_Quoted text:_
● ● ●
President Bush, bolstered by the prospect of allied support for a new U.N. resolution on Iraq, hopes to use the annual summit of powerful countries to heal the rift with Europe over U.S. policies in the Middle East.

But the support on Iraq is coming only after Mr. Bush agrees to conditions on the continued presence of troops in that country. He also faces deep skepticism over an initiative he hopes the Group of Eight nations will endorse to promote democracy throughout the Middle East.

The president began his effort to mend fences with a trip to Europe over the weekend. French President Jacques Chirac, one of Mr. Bush's biggest foes on the Iraq war, predicted an agreement could be reached "very shortly" on a U.N. Security Council resolution outlining how Iraq's new interim government will operate and who will control U.S. military forces there.

Just as last year's summit in the Alpine resort of Evian, France, was heavily focused on Iraq, the get-together Tuesday to Thursday at an exclusive island resort off the Georgia coast faces an agenda dominated by the problems of the Middle East.

The summit is taking place under heavy security provided by more than 10,000 federal, state and local law enforcement officials, guarding the tiny barrier island by land, sea and air.

Concrete barriers, metal fencing and checkpoints were put into place around key buildings and routes.

Participants include the United States, Britain, Canada, France, Germany, Italy, Japan and Russia.

Mr. Bush and other leaders will be staying in "cottages" that cost in the millions of dollars on a 5-mile-long island famed for its sandy beaches and massive oak trees dripping with Spanish moss.

The setting was not lost on demonstrators kept miles away in Brunswick, Ga., a working-class mainland city, where they hope to attract protesters "in the hundreds," not thousands, for their teach-ins and demonstrations against a globalized economy.
● ● ●
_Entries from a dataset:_
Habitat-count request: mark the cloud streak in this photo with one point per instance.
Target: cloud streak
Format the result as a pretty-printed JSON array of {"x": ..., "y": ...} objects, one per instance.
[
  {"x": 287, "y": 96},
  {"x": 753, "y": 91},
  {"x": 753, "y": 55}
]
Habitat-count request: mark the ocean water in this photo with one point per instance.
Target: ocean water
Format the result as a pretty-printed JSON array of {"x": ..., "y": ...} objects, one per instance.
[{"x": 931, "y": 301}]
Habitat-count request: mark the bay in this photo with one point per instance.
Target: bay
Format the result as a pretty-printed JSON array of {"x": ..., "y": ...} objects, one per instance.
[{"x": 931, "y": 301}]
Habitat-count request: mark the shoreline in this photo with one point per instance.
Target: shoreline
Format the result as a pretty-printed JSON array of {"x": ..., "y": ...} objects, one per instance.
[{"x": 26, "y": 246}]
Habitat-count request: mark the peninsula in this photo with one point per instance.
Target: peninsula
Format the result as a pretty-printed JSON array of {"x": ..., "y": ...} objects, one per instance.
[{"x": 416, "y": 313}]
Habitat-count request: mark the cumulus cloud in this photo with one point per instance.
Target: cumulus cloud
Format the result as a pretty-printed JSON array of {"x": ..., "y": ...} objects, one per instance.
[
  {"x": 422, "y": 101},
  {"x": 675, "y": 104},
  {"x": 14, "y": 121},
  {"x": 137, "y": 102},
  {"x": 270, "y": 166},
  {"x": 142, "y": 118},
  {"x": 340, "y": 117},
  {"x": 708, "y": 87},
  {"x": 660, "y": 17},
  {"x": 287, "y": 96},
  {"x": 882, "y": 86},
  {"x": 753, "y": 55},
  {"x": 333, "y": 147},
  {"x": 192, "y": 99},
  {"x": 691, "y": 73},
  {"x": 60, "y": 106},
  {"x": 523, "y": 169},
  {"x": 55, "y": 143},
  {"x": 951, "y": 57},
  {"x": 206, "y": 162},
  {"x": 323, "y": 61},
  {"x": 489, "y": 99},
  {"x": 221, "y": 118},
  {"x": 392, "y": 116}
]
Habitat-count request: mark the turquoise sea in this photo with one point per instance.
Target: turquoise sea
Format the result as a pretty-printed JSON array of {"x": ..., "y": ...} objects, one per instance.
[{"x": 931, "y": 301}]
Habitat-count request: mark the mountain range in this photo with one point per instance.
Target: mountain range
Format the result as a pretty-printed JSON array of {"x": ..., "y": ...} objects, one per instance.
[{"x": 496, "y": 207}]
● ● ●
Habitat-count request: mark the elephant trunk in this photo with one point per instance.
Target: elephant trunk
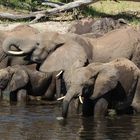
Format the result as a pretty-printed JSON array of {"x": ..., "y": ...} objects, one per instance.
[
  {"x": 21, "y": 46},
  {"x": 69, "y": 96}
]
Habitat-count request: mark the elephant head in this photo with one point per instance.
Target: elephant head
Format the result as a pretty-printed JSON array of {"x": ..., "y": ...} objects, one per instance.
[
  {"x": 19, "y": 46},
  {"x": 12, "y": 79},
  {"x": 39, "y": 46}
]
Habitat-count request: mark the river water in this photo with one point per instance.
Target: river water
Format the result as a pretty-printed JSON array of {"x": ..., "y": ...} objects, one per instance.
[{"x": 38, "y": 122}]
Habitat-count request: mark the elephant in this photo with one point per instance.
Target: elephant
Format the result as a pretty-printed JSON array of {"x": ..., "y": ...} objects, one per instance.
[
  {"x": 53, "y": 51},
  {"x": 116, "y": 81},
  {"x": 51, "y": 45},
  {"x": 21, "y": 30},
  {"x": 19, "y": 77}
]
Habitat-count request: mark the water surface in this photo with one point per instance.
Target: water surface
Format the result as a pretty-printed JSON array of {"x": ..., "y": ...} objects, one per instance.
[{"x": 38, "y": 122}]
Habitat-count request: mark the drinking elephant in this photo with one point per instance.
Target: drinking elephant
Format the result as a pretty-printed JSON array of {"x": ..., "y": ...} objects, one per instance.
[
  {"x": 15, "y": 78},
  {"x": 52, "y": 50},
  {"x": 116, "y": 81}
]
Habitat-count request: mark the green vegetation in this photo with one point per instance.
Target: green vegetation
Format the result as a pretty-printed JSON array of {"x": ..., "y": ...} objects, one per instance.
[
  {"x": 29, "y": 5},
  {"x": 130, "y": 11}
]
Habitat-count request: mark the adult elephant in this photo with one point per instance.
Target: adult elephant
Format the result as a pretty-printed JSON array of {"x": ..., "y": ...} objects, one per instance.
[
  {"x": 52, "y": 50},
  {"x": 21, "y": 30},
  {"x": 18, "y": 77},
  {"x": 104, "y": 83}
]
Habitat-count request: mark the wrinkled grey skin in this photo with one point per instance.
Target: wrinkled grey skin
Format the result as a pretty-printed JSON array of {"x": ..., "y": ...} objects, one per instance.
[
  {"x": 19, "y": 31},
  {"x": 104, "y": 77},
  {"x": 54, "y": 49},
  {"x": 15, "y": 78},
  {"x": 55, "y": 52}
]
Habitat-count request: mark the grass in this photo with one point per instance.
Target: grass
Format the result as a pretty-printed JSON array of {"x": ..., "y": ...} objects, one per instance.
● ● ●
_Task set:_
a) Tally the lines of the records that contain the string "green". Give only the number.
b) Continue the text on the summit of powerful countries from the point where it stops.

_Final answers:_
a) 2

b)
In 1999, anti-globalization demonstrators set fires in the streets of Seattle, and at the 2001 G-8 summit in Genoa, Italy, police fatally shot one demonstrator and arrested 300 others.

The G-8 leaders are expected to vote to extend and expand a debt relief program for the world's poorest nations, due to expire at the end of this year. They also are likely to endorse a new peacekeeping force to deal with conflicts in such places as Africa.

Following the pattern of recent summits, Mr. Bush has invited the leaders of six African countries — Algeria, Ghana, Nigeria, Senegal, South Africa and Uganda — to have lunch with the summit leaders on Thursday to review progress on a G-8 action plan to attack poverty, AIDS and famine on the continent.

In a more controversial meeting, the G-8 will meet over lunch Wednesday with the leaders of Afghanistan, Algeria, Bahrain, Jordan, Turkey, Yemen and a representative of the new Iraqi interim government to discuss Mr. Bush's proposal for a broader Middle East initiative.

However, a leaked draft of the proposal caused an uproar in Arab nations that perceived it as an arrogant America pushing its own ideas. Several Arab countries including Egypt and Saudi Arabia turned down Mr. Bush's invitation to attend the Sea Island summit. The New York Times reports Qatar, a U.S. ally, was not invited because its government funds Al Jazeera, the Arabic television network that has criticized the war in Iraq.

The administration insists that it is making progress in crafting a document that can win broad support among the summit countries.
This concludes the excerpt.